- **A block of data**:
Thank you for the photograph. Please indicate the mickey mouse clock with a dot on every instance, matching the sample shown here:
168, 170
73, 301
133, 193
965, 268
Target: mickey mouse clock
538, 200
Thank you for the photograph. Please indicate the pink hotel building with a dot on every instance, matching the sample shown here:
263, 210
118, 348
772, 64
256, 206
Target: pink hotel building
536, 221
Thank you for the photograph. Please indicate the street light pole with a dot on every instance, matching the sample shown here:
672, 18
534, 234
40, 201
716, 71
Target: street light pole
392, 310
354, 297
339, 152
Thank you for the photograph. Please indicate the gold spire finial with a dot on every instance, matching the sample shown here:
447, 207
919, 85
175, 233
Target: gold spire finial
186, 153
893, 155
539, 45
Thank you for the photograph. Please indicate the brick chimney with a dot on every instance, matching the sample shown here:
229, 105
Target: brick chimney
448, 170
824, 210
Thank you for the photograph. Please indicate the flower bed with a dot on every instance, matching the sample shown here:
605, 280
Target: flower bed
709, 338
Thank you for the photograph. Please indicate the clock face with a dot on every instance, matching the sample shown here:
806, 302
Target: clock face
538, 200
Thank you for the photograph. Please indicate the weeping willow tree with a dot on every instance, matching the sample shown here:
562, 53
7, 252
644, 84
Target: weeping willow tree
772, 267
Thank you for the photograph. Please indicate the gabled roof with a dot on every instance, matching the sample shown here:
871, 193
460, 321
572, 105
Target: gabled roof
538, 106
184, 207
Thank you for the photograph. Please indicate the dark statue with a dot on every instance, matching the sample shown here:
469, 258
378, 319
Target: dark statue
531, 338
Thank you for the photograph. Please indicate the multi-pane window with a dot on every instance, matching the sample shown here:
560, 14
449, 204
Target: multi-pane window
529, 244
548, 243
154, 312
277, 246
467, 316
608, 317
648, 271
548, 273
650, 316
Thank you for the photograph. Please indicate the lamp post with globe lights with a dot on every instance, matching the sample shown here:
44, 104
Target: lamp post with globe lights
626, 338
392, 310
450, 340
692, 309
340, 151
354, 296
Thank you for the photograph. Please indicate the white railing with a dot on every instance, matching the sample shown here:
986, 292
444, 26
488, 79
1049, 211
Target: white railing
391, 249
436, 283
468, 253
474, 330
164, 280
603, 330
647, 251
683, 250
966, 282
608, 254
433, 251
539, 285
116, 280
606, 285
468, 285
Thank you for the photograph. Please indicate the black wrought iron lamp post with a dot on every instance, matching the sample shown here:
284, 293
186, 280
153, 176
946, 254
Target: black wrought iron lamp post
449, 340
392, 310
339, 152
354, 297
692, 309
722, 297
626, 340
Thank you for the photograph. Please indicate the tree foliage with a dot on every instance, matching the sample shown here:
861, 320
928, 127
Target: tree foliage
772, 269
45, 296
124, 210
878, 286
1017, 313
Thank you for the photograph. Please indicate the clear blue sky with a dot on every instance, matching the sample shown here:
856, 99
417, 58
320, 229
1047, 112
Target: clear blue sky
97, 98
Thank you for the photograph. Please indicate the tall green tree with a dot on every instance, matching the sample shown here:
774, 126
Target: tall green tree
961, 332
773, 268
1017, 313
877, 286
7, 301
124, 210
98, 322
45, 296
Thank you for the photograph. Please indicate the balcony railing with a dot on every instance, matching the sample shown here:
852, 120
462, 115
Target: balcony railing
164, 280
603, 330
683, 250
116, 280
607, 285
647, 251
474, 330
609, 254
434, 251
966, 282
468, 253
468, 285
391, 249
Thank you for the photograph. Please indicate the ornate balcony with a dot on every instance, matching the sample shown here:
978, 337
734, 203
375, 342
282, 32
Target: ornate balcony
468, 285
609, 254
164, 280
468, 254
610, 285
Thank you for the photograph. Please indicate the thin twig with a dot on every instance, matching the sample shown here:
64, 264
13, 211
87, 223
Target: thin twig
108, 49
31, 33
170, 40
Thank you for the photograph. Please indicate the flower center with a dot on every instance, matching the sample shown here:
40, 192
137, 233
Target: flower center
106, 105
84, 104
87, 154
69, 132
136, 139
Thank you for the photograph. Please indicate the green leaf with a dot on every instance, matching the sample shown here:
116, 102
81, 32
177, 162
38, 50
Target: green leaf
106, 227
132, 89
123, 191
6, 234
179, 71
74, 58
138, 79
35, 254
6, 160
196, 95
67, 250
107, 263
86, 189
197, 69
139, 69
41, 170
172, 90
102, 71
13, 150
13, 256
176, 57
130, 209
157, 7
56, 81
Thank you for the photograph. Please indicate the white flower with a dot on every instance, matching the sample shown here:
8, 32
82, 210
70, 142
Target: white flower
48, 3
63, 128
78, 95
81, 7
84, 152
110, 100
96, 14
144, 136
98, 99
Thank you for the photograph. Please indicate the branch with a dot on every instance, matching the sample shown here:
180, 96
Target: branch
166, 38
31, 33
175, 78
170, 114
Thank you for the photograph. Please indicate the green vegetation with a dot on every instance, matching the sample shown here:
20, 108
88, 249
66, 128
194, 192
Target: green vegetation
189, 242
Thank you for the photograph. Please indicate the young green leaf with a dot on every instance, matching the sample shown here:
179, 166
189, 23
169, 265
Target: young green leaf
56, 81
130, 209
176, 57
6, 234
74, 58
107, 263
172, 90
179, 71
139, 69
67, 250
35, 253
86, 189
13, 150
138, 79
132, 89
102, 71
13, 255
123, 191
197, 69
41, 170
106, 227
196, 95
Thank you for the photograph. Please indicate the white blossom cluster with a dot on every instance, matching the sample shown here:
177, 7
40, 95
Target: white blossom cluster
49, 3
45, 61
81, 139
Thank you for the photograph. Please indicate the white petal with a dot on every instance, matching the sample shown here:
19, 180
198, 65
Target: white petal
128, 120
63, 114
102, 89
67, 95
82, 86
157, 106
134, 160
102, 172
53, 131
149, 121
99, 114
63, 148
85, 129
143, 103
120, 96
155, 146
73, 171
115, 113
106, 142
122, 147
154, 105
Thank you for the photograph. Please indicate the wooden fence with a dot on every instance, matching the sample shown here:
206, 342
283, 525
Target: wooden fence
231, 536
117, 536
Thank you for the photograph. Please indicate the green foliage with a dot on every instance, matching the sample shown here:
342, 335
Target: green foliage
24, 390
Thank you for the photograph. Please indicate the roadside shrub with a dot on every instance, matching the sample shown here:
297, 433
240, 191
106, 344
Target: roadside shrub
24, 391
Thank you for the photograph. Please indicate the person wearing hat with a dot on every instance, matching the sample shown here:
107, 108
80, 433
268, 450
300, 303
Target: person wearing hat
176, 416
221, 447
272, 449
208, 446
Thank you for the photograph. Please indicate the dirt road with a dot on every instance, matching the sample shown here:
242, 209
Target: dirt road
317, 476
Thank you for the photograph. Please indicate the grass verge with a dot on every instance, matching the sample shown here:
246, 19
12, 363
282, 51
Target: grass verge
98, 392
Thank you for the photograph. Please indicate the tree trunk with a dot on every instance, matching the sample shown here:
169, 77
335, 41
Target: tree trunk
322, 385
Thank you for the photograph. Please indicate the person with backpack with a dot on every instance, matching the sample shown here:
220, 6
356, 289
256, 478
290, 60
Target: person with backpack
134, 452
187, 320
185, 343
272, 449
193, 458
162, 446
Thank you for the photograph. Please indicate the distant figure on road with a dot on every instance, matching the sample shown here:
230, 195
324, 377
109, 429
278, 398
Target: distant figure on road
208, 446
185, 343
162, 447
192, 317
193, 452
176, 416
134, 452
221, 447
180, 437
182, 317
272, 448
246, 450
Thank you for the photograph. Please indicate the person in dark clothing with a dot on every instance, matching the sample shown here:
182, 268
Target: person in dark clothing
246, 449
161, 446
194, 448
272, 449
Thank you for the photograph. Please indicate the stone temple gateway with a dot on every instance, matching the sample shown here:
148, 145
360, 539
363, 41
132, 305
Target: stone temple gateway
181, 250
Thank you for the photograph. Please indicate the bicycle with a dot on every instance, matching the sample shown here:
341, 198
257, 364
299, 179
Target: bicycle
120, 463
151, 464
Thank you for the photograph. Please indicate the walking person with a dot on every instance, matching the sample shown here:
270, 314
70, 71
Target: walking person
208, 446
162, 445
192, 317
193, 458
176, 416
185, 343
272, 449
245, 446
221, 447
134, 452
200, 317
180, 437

- **REQUIREMENTS**:
Nothing outside the span should appear: transcribe the lines from the one containing "Thank you for the photograph. Please indicate the person with" through the last line of the records.

- **SOLUTION BELOW**:
Thank you for the photograph. Please indicate the person with backpack with a dot on every instance, matching the sample shown here:
220, 6
356, 289
256, 478
290, 60
Target: person with backpack
134, 452
187, 320
185, 343
272, 449
193, 458
162, 446
Thank you for the photograph. Please indicate the distant figure on road with a dot on every instance, matching the sample shown here:
230, 195
324, 377
109, 429
278, 398
Target: distant figure on road
208, 446
185, 343
162, 447
192, 317
193, 452
176, 416
134, 452
221, 447
180, 437
182, 317
272, 448
246, 450
Thank you for the photograph. Please indicate the person in dark clothing with a dot on every instance, matching the sample shown here:
182, 268
Target: person in dark clothing
246, 449
161, 446
194, 448
272, 449
Thank you for the photograph. Please indicate the stone temple gateway with a dot on every instance, matching the sample shown here:
148, 145
360, 539
363, 41
132, 305
Target: stone temple gateway
181, 250
Thank you for the photograph. Please indicate the bicycle with a dot on every instance, matching the sample shown here:
341, 198
257, 364
299, 179
Target: bicycle
120, 463
151, 464
Thank you for the photograph. Please indicate the walking person with a dot on every instance, matching the sample shown here:
270, 314
70, 71
Target: walking person
208, 446
162, 445
192, 317
193, 458
176, 416
185, 343
272, 449
245, 446
221, 447
134, 452
200, 317
180, 437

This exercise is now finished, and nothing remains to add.